Belge alıntısı:
____

Şaka gibi geliyor, ama gelmesin…

Meclis’ten MHP’nin sağlayacağı destekle geçecek anayasa değişiklikleriyle oluşacak yeni sistemin, halkoylamasıyla vatandaşın onayına sunulduğunda, gereken desteği oradan da alacağını düşünüyorum.

Vatandaş, “MHP kendisini feda etmeyi göze alarak benim önüme gelmesini sağlamışsa, ben neden itiraz edeyim ki..” diye düşünecektir.

‘Doğuştan vatandaş’ ve ‘yedek milletvekili’ maddeleri nasıl paketten çıkarıldı, hiç unutmayalım; MHP lideri Devlet Bahçeli’nin müdahalesiyle…

Tabii o iki madde, pakete, itiraz edildiğinde kaldırılmak üzere konulmuş da olabilir.

Neden mi?

Onu da siz düşünün.

Reklam

27 YORUMLAR

  1. Belki MHP ve Devlet Bahceli soyle dusunmustur; koskoca Cumhurbaskani Abdullah Gul, elinde tum yetkileri varken ve akil adam rolunu oynayabilecegi cok kritik donemde, zerre kadar ne suya ne de sabuna dokunmamisken, bir grup kucuk azinlik, ne olur Allah askina bu gidis hayirli bir gidis degil, bu trenin sonu raydan cikmaktir derken o mutlu madurlar zumresi kilini bile kipirdatmamisken simdi biz neye nicin neden karisalim. Baskanligi verelim, 500’u verelim bu is huzur icinde cozulsun diye dusunmuslerdir belki. Su anda ulkenin kan damarlarini bir bir kesenletin degil en buyuk suc onlarin arasindayken soyleyebilecek sozu varken soylemeyen siz dili lal kesilmislerindir sucun buyugu. Allah hepimizi affetsin, eger mumkun olacaksa!

  2. Sayın Fehmi Koru, artık benzer bir civanmertlik de sizden bekliyoruz. Bugün yazmayacaksanız da ne zaman yazacaksınız? Sizde yaşlandınız artık, bugün var yarın yok.

____

Veri dökümü:
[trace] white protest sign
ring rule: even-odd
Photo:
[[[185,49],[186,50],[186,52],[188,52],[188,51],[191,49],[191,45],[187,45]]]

____

Yapılacaklar:
A) Belge alıntısında adı geçen tüm kişileri sıralayın.
B) Belge alıntısına göre Devlet Bahçeli'nin müdahalesiyle paketten hangi iki madde çıkarıldı?
C) Belge alıntısından bir bölümü aynen kopyalayın: "1. Belki MHP" sözlerinin bulunduğu yerden başlayın, "eger mumkun olacaksa!" sözlerinden sonra durun.

Yazılı yanıtlar:
A) Devlet Bahçeli, Abdullah Gul, Fehmi Koru

B) ‘Doğuştan vatandaş’ ve ‘yedek milletvekili’ maddeleri.

C)
1. Belki MHP ve Devlet Bahceli soyle dusunmustur; koskoca Cumhurbaskani Abdullah Gul, elinde tum yetkileri varken ve akil adam rolunu oynayabilecegi cok kritik donemde, zerre kadar ne suya ne de sabuna dokunmamisken, bir grup kucuk azinlik, ne olur Allah askina bu gidis hayirli bir gidis degil, bu trenin sonu raydan cikmaktir derken o mutlu madurlar zumresi kilini bile kipirdatmamisken simdi biz neye nicin neden karisalim. Baskanligi verelim, 500’u verelim bu is huzur icinde cozulsun diye dusunmuslerdir belki. Su anda ulkenin kan damarlarini bir bir kesenletin degil en buyuk suc onlarin arasindayken soyleyebilecek sozu varken soylemeyen siz dili lal kesilmislerindir sucun buyugu. Allah hepimizi affetsin, eger mumkun olacaksa!